**Problem to work on**:
Pull out each line of the material below that contains the word "every".

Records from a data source

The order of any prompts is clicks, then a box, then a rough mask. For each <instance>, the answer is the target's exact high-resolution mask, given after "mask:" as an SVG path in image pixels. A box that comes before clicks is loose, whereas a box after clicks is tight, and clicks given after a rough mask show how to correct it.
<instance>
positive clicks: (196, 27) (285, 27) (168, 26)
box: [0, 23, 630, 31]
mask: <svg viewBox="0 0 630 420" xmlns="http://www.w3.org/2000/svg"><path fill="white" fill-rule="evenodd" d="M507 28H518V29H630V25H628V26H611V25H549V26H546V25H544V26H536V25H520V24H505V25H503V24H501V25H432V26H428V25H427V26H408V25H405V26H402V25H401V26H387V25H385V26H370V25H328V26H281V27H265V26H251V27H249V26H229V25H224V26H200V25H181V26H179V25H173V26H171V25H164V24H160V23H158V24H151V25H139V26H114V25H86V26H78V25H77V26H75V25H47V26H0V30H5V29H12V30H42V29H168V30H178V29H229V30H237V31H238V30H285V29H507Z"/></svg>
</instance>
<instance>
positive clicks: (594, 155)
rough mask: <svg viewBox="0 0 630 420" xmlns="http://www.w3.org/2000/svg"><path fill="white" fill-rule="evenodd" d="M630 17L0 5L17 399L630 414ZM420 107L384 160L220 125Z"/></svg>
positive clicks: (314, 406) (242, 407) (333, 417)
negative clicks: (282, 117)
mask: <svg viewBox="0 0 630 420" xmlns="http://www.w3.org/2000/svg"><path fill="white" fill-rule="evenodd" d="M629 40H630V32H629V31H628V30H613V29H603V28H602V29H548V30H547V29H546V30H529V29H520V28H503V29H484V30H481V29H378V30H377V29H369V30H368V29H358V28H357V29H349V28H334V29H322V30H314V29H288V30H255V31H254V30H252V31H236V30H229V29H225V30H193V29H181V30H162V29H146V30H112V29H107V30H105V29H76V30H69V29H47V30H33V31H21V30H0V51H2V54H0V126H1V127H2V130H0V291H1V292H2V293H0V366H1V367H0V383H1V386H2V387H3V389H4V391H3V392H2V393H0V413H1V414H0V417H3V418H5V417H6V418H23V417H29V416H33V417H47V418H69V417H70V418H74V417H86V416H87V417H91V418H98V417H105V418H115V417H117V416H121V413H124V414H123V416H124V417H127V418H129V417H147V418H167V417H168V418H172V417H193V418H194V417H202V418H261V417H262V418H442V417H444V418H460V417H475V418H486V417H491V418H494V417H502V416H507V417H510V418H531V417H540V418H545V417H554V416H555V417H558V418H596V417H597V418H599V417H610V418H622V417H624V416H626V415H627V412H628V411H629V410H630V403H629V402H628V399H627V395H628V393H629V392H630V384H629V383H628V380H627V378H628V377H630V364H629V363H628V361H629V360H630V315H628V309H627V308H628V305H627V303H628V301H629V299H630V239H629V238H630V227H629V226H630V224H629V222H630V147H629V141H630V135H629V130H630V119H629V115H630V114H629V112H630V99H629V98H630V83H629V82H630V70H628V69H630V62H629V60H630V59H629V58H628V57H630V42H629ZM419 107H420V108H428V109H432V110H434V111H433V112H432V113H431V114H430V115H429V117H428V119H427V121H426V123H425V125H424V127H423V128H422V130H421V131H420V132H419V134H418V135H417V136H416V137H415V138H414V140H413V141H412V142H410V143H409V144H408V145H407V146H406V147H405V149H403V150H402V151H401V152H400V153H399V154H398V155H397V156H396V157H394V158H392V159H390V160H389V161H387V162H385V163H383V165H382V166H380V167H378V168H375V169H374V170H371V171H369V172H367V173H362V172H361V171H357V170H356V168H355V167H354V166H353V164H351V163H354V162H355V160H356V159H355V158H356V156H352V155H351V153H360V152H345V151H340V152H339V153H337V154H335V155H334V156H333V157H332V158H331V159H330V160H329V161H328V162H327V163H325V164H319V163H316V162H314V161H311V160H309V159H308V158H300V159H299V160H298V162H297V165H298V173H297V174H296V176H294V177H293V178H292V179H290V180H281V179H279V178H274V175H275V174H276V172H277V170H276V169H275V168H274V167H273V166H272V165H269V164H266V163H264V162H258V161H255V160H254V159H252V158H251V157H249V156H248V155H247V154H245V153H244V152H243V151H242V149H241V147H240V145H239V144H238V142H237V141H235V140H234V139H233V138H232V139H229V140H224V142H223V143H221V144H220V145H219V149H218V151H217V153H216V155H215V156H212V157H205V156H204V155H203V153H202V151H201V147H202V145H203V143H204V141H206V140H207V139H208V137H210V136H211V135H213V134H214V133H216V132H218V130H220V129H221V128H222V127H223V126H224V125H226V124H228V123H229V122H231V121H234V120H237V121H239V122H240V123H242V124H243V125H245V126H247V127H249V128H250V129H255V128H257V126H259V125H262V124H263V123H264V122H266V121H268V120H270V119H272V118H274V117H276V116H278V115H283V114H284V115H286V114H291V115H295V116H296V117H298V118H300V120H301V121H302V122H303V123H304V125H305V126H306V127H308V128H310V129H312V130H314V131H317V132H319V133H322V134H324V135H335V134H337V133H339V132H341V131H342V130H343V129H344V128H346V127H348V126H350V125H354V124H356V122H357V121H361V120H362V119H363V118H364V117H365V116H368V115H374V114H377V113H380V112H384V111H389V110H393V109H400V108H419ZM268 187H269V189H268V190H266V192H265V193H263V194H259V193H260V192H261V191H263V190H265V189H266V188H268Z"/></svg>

==

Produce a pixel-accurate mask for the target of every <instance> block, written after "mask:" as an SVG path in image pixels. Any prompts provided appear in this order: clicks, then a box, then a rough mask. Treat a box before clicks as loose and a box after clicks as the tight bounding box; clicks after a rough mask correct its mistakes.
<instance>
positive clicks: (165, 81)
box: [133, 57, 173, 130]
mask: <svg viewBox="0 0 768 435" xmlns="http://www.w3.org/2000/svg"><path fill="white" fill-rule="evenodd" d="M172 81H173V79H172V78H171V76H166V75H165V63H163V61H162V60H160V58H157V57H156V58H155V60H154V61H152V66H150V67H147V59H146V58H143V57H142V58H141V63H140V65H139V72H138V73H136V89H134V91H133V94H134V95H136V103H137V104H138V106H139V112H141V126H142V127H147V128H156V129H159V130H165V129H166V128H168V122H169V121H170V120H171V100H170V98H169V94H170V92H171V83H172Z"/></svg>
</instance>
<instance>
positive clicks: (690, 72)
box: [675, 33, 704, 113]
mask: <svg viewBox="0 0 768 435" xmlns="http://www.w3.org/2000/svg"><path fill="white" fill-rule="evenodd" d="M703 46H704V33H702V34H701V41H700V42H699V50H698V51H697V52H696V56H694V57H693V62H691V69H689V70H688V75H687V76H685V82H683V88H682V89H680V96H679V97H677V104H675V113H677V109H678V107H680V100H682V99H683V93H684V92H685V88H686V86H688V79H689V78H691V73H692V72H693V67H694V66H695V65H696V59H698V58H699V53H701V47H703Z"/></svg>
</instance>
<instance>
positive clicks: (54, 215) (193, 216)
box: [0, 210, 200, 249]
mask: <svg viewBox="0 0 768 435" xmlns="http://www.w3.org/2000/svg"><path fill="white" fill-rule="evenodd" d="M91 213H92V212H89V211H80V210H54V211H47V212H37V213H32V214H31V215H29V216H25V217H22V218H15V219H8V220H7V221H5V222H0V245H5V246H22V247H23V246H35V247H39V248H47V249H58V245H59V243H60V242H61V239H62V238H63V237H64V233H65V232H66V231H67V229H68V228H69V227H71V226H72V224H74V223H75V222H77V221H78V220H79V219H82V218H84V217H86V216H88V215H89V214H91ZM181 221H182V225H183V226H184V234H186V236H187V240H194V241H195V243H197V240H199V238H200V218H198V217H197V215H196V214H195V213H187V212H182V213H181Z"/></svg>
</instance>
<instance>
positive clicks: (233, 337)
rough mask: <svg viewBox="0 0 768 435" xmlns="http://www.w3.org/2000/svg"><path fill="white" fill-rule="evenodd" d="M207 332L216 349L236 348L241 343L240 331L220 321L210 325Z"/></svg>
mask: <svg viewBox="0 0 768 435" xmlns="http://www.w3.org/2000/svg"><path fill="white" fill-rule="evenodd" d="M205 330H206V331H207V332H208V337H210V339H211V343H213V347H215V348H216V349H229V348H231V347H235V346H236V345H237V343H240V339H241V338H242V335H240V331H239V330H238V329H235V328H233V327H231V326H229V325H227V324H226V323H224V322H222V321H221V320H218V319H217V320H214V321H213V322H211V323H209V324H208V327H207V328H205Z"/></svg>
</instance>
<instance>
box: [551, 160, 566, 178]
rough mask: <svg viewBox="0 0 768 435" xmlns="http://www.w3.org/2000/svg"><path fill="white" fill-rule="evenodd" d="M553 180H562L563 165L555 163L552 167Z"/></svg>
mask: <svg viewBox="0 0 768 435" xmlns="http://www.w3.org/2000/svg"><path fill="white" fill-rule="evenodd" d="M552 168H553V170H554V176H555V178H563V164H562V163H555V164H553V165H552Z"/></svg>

...

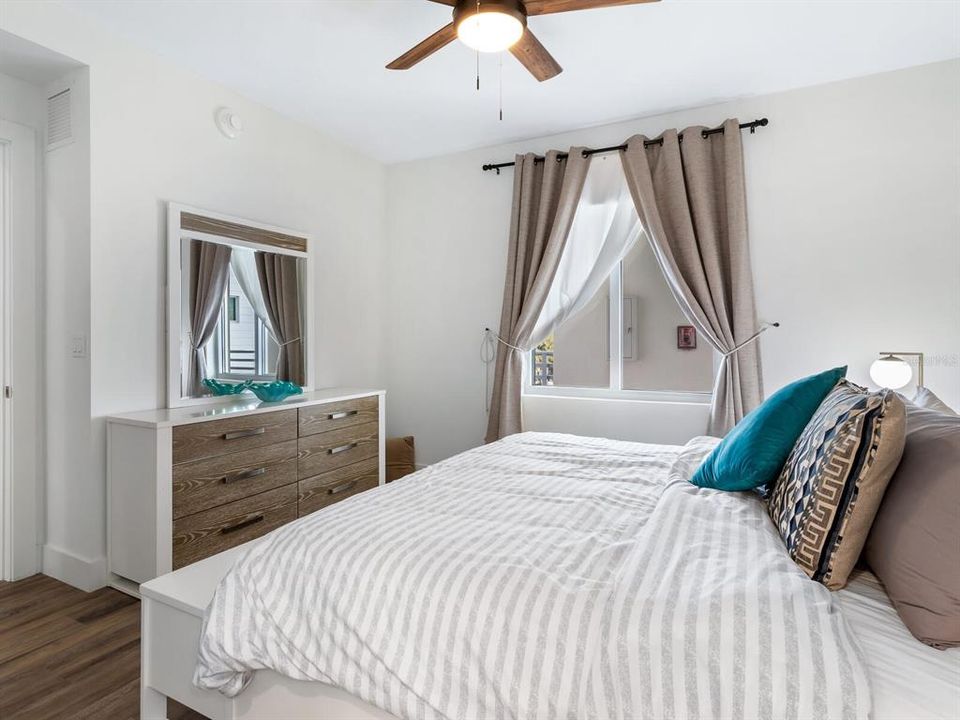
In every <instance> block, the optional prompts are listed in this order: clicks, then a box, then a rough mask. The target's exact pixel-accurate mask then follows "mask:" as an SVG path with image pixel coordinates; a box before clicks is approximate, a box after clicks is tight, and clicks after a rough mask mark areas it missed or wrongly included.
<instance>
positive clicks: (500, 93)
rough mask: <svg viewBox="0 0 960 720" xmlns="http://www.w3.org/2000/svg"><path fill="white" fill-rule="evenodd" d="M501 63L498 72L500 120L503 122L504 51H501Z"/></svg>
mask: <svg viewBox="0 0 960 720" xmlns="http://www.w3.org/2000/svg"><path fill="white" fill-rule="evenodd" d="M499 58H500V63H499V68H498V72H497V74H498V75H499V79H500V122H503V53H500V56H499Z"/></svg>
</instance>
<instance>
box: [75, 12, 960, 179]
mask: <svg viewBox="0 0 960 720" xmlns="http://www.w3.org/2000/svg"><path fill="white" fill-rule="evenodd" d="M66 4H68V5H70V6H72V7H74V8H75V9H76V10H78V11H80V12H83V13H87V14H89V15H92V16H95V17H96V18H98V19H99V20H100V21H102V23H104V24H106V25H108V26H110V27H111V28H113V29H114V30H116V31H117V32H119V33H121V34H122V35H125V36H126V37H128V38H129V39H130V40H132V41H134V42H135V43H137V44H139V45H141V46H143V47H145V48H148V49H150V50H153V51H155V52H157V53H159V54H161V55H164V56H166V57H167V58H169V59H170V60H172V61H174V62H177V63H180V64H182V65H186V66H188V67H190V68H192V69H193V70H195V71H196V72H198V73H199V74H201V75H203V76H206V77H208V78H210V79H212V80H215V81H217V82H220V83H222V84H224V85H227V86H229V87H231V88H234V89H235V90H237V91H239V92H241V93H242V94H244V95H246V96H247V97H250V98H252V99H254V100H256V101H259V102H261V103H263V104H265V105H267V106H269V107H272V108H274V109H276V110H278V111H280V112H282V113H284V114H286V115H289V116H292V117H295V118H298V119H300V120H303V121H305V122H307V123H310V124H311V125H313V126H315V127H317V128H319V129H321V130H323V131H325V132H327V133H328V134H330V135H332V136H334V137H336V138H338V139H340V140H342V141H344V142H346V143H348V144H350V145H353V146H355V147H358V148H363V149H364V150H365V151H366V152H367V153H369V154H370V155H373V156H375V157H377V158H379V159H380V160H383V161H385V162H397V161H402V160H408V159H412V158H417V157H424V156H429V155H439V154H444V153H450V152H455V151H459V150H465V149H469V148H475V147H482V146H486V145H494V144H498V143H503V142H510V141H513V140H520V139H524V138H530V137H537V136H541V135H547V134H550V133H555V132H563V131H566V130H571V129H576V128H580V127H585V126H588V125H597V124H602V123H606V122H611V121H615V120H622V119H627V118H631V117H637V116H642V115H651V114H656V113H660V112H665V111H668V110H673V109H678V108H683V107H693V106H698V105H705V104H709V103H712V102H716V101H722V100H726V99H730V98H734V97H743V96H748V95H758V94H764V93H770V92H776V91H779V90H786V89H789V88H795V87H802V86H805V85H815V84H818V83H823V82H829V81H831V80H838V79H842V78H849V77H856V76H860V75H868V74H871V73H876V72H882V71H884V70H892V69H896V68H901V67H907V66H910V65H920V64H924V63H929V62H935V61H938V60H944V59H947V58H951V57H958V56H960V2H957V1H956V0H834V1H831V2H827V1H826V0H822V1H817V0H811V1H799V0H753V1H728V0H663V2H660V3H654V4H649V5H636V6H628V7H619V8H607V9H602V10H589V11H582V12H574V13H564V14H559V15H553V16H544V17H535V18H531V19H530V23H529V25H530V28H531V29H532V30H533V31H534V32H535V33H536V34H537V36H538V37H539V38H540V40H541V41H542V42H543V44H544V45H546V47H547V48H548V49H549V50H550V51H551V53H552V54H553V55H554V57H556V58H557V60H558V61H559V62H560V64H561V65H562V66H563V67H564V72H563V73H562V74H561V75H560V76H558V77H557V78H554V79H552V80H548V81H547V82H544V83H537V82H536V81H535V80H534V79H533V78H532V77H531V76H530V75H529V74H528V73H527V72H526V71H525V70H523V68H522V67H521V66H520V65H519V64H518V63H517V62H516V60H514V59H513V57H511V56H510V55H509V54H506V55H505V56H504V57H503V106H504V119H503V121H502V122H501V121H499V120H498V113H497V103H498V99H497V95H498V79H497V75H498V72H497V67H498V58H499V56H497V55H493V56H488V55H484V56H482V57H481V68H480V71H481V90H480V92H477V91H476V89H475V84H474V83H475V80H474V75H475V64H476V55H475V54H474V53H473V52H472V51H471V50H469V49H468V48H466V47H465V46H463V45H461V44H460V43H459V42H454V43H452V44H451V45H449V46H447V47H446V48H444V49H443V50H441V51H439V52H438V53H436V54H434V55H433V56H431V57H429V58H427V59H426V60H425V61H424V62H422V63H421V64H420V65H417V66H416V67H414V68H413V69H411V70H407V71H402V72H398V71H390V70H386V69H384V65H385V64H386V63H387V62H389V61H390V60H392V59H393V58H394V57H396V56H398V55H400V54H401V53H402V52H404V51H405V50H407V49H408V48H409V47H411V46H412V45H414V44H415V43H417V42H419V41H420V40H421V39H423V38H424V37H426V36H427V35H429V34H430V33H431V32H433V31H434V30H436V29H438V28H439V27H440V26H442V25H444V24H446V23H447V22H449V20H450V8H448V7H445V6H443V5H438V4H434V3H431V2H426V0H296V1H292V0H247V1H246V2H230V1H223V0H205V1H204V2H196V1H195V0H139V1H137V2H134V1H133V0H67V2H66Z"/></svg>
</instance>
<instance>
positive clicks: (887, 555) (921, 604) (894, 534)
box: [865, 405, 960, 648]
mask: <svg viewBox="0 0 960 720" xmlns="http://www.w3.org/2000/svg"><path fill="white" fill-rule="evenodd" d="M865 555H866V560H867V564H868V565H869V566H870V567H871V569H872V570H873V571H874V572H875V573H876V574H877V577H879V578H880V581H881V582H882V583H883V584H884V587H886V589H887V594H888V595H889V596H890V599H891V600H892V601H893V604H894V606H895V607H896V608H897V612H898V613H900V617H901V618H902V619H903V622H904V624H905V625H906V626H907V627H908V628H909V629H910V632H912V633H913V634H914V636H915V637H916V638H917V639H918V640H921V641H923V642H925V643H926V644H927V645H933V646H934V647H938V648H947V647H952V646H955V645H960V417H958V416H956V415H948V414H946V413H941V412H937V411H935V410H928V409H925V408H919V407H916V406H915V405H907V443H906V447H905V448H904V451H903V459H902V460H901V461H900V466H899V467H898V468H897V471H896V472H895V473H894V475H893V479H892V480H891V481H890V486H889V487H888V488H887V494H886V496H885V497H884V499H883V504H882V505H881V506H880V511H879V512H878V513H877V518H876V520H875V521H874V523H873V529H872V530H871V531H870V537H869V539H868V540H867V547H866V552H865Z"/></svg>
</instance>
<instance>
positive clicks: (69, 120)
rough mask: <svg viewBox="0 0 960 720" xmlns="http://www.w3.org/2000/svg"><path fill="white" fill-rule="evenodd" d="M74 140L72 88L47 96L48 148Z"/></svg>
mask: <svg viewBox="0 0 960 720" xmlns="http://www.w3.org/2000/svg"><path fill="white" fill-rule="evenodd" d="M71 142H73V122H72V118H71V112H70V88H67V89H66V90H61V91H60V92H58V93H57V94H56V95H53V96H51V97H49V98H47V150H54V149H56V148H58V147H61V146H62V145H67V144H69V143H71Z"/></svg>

**Task output**:
Produce a pixel-accurate mask for the target of every <instance> block, written after "mask:" as an SVG path in image pixels. Any prompts provided appear in this order: clicks, then a box, then a rough mask. Treat a box before clicks as loose and a box after clicks as the tight bounding box; clicks after a rough mask correct its mistakes.
In every <instance> block, the optional prompts are listed in this order: clicks, then a box, then a rough mask. The target's exact pixel-accurate mask then follows "mask:" as an SVG path with image pixel coordinates; a box before clicks is approximate, a box after clicks is tight, and clicks after a rough mask mark areas it missed or wrongly included.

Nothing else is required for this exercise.